===== Material to process =====

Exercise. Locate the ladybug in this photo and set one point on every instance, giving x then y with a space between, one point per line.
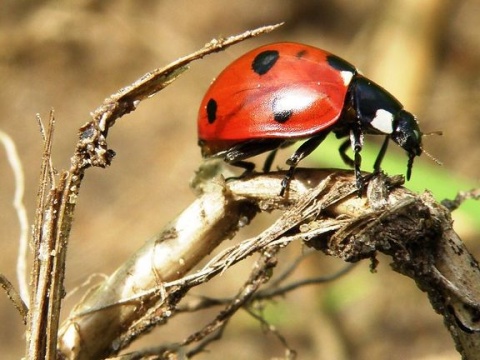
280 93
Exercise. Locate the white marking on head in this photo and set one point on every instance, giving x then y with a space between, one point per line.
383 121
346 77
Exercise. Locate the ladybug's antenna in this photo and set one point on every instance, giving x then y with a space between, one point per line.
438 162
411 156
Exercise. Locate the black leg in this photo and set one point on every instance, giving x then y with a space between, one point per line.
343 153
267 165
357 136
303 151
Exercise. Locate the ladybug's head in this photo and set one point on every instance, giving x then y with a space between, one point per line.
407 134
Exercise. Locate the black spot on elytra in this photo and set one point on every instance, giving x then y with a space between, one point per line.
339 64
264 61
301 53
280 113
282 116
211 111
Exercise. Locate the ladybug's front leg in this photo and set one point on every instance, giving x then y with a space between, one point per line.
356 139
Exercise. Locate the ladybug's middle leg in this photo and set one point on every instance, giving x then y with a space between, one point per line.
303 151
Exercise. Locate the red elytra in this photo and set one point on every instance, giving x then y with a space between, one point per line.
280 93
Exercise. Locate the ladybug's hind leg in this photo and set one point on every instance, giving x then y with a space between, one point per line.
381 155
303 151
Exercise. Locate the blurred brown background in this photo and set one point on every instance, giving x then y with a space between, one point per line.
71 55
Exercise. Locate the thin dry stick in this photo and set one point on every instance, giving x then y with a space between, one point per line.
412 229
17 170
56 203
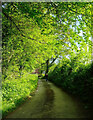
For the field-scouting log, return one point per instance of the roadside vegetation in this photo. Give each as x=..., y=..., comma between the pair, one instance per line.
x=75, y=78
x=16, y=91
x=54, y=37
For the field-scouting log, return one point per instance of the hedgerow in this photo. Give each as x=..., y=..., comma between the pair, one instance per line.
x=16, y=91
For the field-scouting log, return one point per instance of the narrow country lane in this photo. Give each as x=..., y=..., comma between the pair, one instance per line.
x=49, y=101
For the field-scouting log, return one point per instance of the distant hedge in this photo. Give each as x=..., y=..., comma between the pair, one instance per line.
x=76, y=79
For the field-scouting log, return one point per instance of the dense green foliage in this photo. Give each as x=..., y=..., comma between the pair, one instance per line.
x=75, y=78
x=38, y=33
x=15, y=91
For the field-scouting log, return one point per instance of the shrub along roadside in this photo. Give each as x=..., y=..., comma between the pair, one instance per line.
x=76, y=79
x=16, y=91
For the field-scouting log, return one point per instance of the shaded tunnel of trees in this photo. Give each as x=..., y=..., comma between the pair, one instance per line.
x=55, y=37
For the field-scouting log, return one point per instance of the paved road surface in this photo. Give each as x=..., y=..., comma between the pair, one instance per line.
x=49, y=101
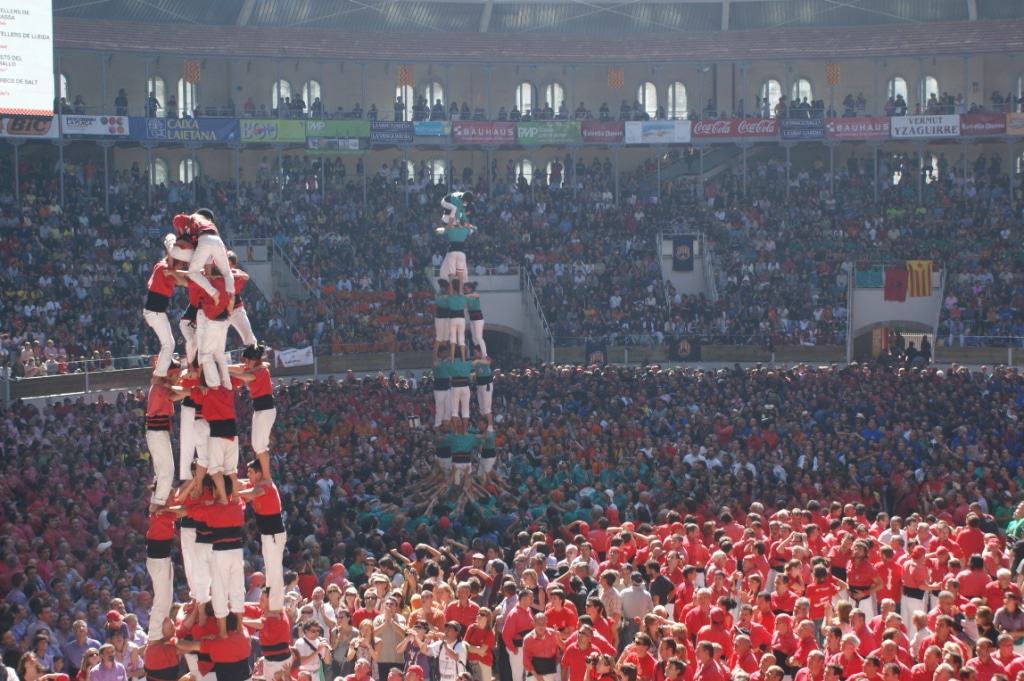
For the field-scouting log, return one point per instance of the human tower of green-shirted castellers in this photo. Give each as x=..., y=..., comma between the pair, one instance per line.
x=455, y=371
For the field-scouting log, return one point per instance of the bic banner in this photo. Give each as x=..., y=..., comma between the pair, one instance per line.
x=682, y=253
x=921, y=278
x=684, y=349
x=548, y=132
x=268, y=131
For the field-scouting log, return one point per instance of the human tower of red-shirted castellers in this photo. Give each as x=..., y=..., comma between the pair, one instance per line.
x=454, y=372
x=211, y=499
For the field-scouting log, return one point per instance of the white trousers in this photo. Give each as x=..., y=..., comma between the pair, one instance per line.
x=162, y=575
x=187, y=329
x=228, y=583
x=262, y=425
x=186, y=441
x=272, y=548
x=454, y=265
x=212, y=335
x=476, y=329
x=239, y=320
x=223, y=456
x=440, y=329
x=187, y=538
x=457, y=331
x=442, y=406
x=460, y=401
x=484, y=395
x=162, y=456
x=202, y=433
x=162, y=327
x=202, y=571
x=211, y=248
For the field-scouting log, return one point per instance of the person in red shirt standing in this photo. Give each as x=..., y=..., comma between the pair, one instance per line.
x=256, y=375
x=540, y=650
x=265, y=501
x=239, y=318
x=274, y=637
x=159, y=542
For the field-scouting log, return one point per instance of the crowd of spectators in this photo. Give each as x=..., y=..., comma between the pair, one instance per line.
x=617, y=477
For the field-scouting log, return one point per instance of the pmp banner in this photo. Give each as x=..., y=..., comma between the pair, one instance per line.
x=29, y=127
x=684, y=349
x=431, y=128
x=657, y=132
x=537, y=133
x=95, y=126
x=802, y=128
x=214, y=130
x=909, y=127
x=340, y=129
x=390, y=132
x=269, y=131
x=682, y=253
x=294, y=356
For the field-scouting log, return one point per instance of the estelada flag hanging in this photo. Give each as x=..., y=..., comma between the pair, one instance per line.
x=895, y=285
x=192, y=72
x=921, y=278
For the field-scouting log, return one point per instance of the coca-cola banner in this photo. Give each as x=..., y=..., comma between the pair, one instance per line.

=====

Retype the entries exactly, skipping every picture.

Answer section:
Exercise. Locate the ladybug in this photo and set one point on every instance, giving x then y with a space between, one point per line.
280 93
Exercise. Locate the white marking on head in this photo and set one point on every instance, giving x then y with a space between, one point per line.
383 121
346 77
Exercise. Locate the ladybug's antenna in this photo and set one point on every instance, giving x then y with a space between, one point per line.
438 162
411 156
Exercise. Locate the black leg in this photo and set one point on every instance, giving x then y with a space between, one point per line.
343 153
267 165
357 136
303 151
Exercise. Locate the ladybug's head in this photo and set one point on every instance, giving x then y with a space between, one point per line.
407 134
Exercise. Locate the black spot on elytra in this photo and set one point on every instance, giving x then y with a space between, one point per line.
339 64
264 61
301 53
280 113
282 116
211 111
Exercise. Locate the ladybug's front leg in this photo and set one point on every instance, giving x then y with a space between, one point per line.
356 139
Exercise. Locate the ladybug's middle leg in this photo and set one point on every instance, giving x then y with a space between, one point per line.
303 151
Exercise. Locate the red elytra in this photo and set one point on every instance, giving x then y with a space between, one point per line.
280 93
Exercise. Locate the ladybug's hind leg in this photo and set one point on every instance, giving x then y with a space between, one point per line.
381 155
303 151
Exercise. Locate the blurred brown background in this photo and set one point on every instance, giving x then y with a space between, one point per line.
71 55
Exercise. Locate the thin dry stick in this photo and set one point on every instance, giving x then y with a space between, one point per line.
412 229
17 170
56 203
For the field-scouting log, return one point per instance of the roadside vegetation in this photo. Give each as x=..., y=..., comma between the pair, one instance per line.
x=75, y=78
x=16, y=91
x=54, y=37
For the field-scouting log, return one point per instance of the hedgerow in this photo. Give each as x=..., y=..., comma between the pair, one instance per line.
x=16, y=91
For the field-scouting log, return one point per instance of the narrow country lane in this photo. Give each as x=..., y=..., comma between the pair, one instance per line.
x=49, y=101
For the field-scouting log, return one point per instance of the distant hedge in this photo. Give each as x=..., y=..., comma between the pair, one instance per line.
x=76, y=79
For the field-scouting log, return one point per instance of the dense green foliage in this photo. Give each as x=..., y=..., comma between the pair, one instance per line.
x=75, y=78
x=38, y=33
x=15, y=91
For the field-scouting log, return one point per instance of the shrub along roadside in this photo. Give each as x=..., y=..., comma between the pair, one instance per line.
x=76, y=79
x=16, y=91
For the field-scouting log, return one point per instance of the shaded tunnel of trees in this photo. Give each as x=..., y=..., comma between the pair, one instance per line.
x=55, y=37
For the field-scouting log, return one point per instance of the paved road surface in this photo. Give each as x=..., y=..., comma between the pair, one instance per line.
x=49, y=101
For the field-scouting log, return one point per instance of the human tower of green-shirted castellers in this photo. Give each as x=..., y=..., comma between the pair, one instance per line.
x=455, y=371
For the field-scouting log, return one point per instance of the bic banner in this photo. Give each as x=..., y=..., comma between the pair, one instance per line.
x=682, y=253
x=921, y=278
x=684, y=349
x=548, y=132
x=268, y=131
For the field-scouting log, return one point per instance of the human tower of red-shirted castellers in this photo. Give each as x=..., y=..., comma between the pair, one instance per line.
x=454, y=372
x=211, y=499
For the field-scouting log, return one point per instance of the white trousers in this photo. Give each as x=..., y=..., comma between the pair, one instance per line.
x=162, y=575
x=187, y=329
x=228, y=583
x=262, y=425
x=186, y=441
x=272, y=548
x=454, y=265
x=212, y=335
x=476, y=329
x=239, y=320
x=223, y=456
x=440, y=329
x=187, y=538
x=457, y=331
x=442, y=406
x=460, y=401
x=484, y=395
x=162, y=456
x=202, y=433
x=162, y=327
x=202, y=571
x=211, y=248
For the field-scouting log, return one point per instance of the person in red shirt standing in this photo. Give each as x=..., y=..., comma between the pair, one instance per line.
x=256, y=375
x=540, y=650
x=265, y=501
x=239, y=318
x=274, y=637
x=159, y=542
For the field-scouting log, return one point per instance of the crowd of spectators in this photo. Give each as x=..., y=..., comma between the pair, one instance per line.
x=617, y=477
For the field-scouting log, return one point per instance of the pmp banner in this photo. Give each as x=..., y=..., comma between the pair, one instance per line.
x=29, y=127
x=684, y=349
x=431, y=128
x=657, y=132
x=537, y=133
x=95, y=126
x=802, y=128
x=214, y=130
x=909, y=127
x=340, y=129
x=390, y=132
x=269, y=131
x=682, y=253
x=294, y=356
For the field-scouting log, return one point per instance of the estelada flag hanging in this photo. Give each as x=..., y=..., comma between the pair, one instance per line.
x=895, y=285
x=192, y=72
x=921, y=278
For the field-scouting log, return one point per instance of the coca-cola banner in this photo. Give each as x=..., y=..., comma between the pair, one instance per line.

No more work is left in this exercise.